**INSTRUCTION**
Copy out only the records from the line containing "village**, that would help a great deal." through the line containing "275], [21, 273]]]", changing "distant village" to "faraway hamlet" and leaving everything else unchanged.

**MATERIAL**
-.-.-

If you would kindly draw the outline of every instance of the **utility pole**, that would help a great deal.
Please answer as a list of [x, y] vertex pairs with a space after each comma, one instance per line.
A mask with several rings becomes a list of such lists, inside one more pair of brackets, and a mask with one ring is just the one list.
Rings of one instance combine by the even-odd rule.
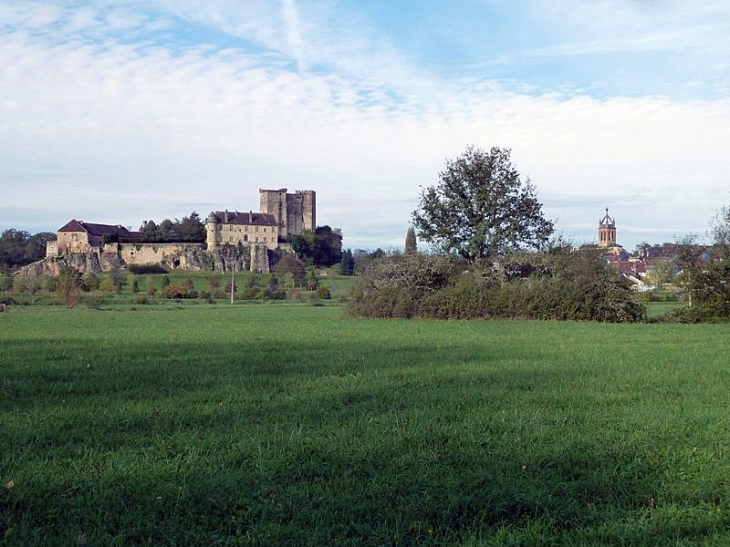
[[231, 304], [233, 304], [233, 291], [236, 289], [236, 261], [231, 261]]

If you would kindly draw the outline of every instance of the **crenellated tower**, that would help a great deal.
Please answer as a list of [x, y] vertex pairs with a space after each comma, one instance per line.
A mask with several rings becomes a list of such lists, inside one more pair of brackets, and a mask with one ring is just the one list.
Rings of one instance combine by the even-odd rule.
[[261, 212], [272, 215], [279, 229], [279, 241], [289, 242], [304, 230], [317, 227], [317, 195], [314, 190], [287, 193], [286, 188], [259, 190]]

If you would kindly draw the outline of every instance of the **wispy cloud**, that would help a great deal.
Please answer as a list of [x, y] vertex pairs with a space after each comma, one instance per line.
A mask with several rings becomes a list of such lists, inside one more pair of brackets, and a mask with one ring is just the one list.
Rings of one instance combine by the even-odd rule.
[[[548, 17], [528, 5], [531, 24]], [[652, 28], [647, 15], [632, 22], [627, 1], [556, 6], [550, 17], [569, 20], [507, 55], [628, 47], [624, 31], [591, 22], [612, 9], [639, 33], [634, 47], [702, 43], [700, 21], [683, 31], [676, 13]], [[471, 143], [512, 148], [546, 209], [576, 233], [611, 202], [660, 204], [651, 222], [704, 227], [727, 201], [727, 95], [596, 97], [517, 74], [445, 77], [352, 10], [308, 0], [0, 4], [3, 206], [45, 196], [39, 208], [106, 221], [104, 209], [136, 226], [196, 202], [255, 207], [260, 187], [313, 188], [322, 221], [358, 246], [400, 244], [419, 186]], [[581, 21], [595, 35], [566, 39]], [[627, 222], [640, 226], [640, 215]]]

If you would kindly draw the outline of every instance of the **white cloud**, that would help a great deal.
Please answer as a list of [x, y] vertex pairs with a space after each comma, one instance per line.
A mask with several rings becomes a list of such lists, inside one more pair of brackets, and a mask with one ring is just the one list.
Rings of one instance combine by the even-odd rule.
[[[188, 22], [263, 49], [170, 46], [149, 29], [180, 21], [167, 13], [159, 24], [134, 4], [0, 5], [18, 27], [0, 30], [6, 210], [32, 196], [54, 219], [60, 209], [63, 219], [138, 226], [194, 203], [256, 208], [261, 187], [312, 188], [320, 221], [341, 227], [346, 245], [400, 245], [419, 186], [436, 183], [444, 159], [467, 144], [512, 148], [546, 212], [586, 238], [605, 206], [646, 239], [642, 223], [704, 228], [727, 201], [726, 99], [508, 92], [410, 69], [359, 23], [334, 45], [341, 34], [316, 23], [335, 17], [331, 5], [175, 5]], [[147, 34], [118, 35], [130, 31]]]

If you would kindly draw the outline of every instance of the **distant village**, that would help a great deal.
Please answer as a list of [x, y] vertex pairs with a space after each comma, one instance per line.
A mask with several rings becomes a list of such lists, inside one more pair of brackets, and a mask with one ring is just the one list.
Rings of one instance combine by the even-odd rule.
[[[121, 225], [72, 219], [59, 228], [56, 241], [46, 244], [46, 258], [26, 266], [26, 275], [56, 275], [64, 265], [82, 273], [106, 271], [115, 266], [160, 264], [172, 269], [202, 270], [213, 267], [268, 273], [278, 254], [291, 251], [292, 238], [315, 231], [316, 193], [286, 188], [259, 190], [259, 210], [212, 211], [205, 219], [205, 242], [146, 242], [143, 233]], [[646, 245], [629, 253], [617, 240], [616, 221], [605, 210], [598, 221], [597, 246], [606, 260], [635, 286], [655, 288], [651, 275], [658, 263], [677, 254], [677, 244]], [[232, 259], [231, 249], [238, 250]], [[21, 275], [23, 275], [21, 273]]]

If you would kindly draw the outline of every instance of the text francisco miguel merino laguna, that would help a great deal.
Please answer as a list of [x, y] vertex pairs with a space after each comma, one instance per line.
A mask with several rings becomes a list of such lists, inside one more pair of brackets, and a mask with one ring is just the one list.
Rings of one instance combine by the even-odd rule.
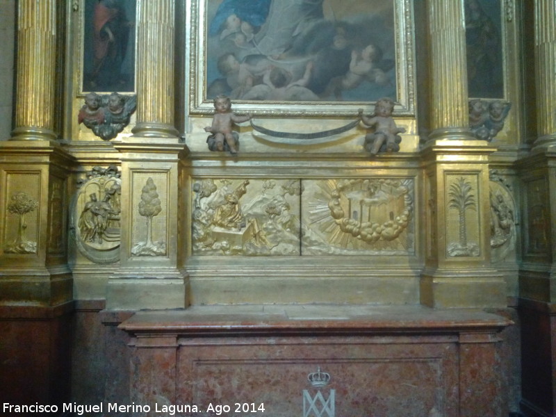
[[[220, 404], [218, 404], [220, 405]], [[42, 404], [38, 402], [31, 404], [17, 405], [4, 402], [2, 404], [2, 411], [4, 413], [22, 413], [27, 416], [28, 414], [33, 413], [58, 413], [70, 412], [74, 413], [77, 416], [83, 416], [90, 413], [104, 413], [105, 409], [108, 413], [148, 413], [152, 408], [149, 405], [140, 405], [133, 402], [131, 404], [117, 404], [117, 402], [108, 402], [108, 404], [97, 404], [95, 405], [80, 404], [76, 402], [65, 402], [60, 406]], [[221, 407], [213, 405], [208, 406], [210, 411], [218, 411], [217, 409], [222, 409]], [[201, 410], [196, 405], [179, 404], [179, 405], [166, 405], [154, 404], [155, 413], [165, 413], [170, 416], [174, 416], [176, 413], [198, 413], [204, 410]], [[217, 412], [218, 415], [218, 412]]]
[[[73, 413], [77, 416], [83, 416], [85, 413], [88, 415], [90, 413], [104, 413], [104, 409], [108, 409], [107, 413], [149, 413], [152, 408], [150, 405], [141, 405], [132, 402], [131, 404], [118, 404], [117, 402], [108, 402], [108, 404], [80, 404], [76, 402], [65, 402], [61, 406], [42, 404], [38, 402], [31, 404], [17, 405], [4, 402], [2, 404], [2, 412], [3, 413], [24, 413], [26, 416], [30, 414], [40, 413], [58, 413], [59, 411], [63, 412]], [[213, 404], [211, 402], [208, 406], [201, 409], [197, 405], [189, 404], [155, 404], [155, 413], [165, 413], [166, 415], [174, 416], [176, 413], [211, 413], [215, 416], [220, 416], [222, 413], [260, 413], [265, 412], [265, 404], [263, 402], [236, 402], [232, 406], [227, 404]]]

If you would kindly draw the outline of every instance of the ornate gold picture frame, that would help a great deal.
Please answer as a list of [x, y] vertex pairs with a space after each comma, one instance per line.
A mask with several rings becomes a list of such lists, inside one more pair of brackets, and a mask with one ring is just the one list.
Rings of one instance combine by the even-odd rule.
[[135, 90], [136, 0], [81, 0], [79, 91]]
[[412, 0], [187, 0], [189, 111], [224, 94], [254, 115], [414, 115]]

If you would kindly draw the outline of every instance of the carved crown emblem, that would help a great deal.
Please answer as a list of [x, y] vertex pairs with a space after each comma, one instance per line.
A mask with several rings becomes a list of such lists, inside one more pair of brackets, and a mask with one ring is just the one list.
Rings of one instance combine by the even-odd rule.
[[320, 367], [317, 368], [316, 372], [311, 373], [307, 375], [307, 380], [313, 386], [320, 388], [327, 385], [332, 379], [330, 374], [320, 370]]

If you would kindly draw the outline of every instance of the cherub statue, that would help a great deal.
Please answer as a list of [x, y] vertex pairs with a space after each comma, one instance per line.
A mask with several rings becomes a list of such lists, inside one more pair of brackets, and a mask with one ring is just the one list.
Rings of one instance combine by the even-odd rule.
[[469, 128], [477, 139], [490, 142], [504, 127], [512, 104], [500, 100], [469, 101]]
[[394, 101], [389, 97], [379, 99], [375, 104], [375, 114], [368, 117], [359, 109], [361, 121], [374, 131], [365, 136], [365, 149], [373, 156], [380, 152], [397, 152], [400, 150], [402, 138], [398, 133], [405, 132], [405, 128], [395, 125], [392, 113]]
[[129, 124], [136, 107], [135, 96], [89, 92], [85, 96], [85, 105], [79, 110], [77, 120], [103, 140], [110, 140]]
[[489, 104], [489, 115], [484, 122], [484, 126], [489, 129], [489, 137], [494, 138], [504, 127], [504, 122], [508, 115], [511, 103], [492, 101]]
[[104, 108], [101, 107], [101, 97], [96, 92], [89, 92], [85, 96], [85, 104], [79, 110], [77, 121], [89, 129], [104, 123]]
[[241, 123], [251, 120], [251, 115], [238, 116], [231, 111], [231, 101], [227, 96], [220, 95], [214, 99], [216, 113], [213, 117], [211, 126], [204, 128], [204, 131], [211, 134], [206, 139], [208, 149], [211, 151], [229, 151], [235, 155], [238, 153], [239, 136], [232, 130], [234, 123]]

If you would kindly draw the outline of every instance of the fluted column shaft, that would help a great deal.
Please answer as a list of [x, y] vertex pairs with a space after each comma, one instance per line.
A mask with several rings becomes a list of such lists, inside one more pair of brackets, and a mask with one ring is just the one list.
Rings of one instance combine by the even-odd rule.
[[174, 0], [139, 0], [136, 136], [174, 137]]
[[56, 1], [19, 0], [13, 140], [55, 139]]
[[[462, 0], [429, 0], [432, 138], [468, 139]], [[455, 136], [455, 137], [454, 137]]]
[[534, 56], [537, 131], [535, 145], [556, 144], [556, 1], [536, 0]]

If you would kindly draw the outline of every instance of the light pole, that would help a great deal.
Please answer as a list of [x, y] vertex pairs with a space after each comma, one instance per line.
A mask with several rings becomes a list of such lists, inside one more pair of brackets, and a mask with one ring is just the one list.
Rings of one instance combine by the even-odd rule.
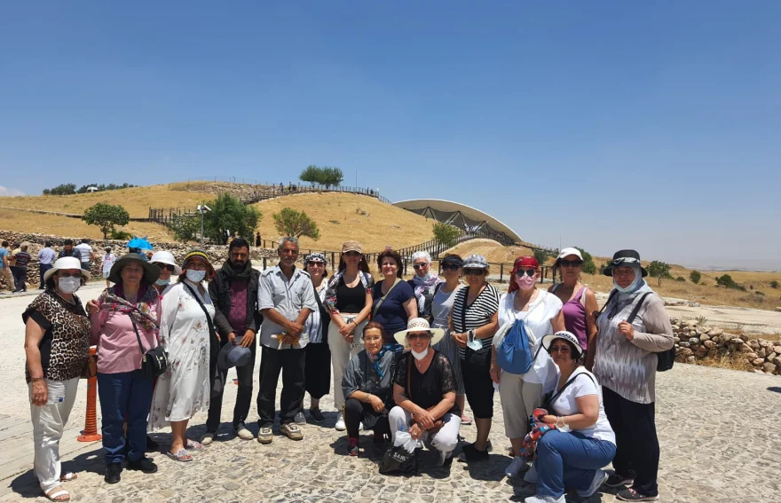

-.-.-

**TASK SOLUTION**
If you would kindly draw the outline of every instance of the **faraway hamlet**, that would help a great deal.
Please answer as a list of [x, y] vertex pairs with a space after each comma, one instance per line.
A mask with several rings becomes a list of such lists, inside one more pair of brackets, and a mask with one ring is just the one list.
Rings of one instance combine by the even-odd rule.
[[[121, 225], [72, 219], [59, 228], [56, 241], [46, 244], [46, 258], [26, 266], [26, 275], [56, 275], [64, 265], [82, 273], [106, 271], [115, 266], [160, 264], [172, 269], [202, 270], [213, 267], [268, 273], [278, 254], [291, 251], [292, 238], [315, 231], [316, 193], [286, 188], [259, 190], [259, 210], [212, 211], [205, 219], [205, 242], [146, 242], [143, 233]], [[646, 245], [629, 253], [617, 240], [616, 221], [605, 210], [598, 221], [597, 246], [606, 260], [635, 286], [655, 288], [651, 275], [658, 263], [677, 254], [677, 244]], [[232, 259], [231, 249], [238, 250]], [[21, 275], [23, 275], [21, 273]]]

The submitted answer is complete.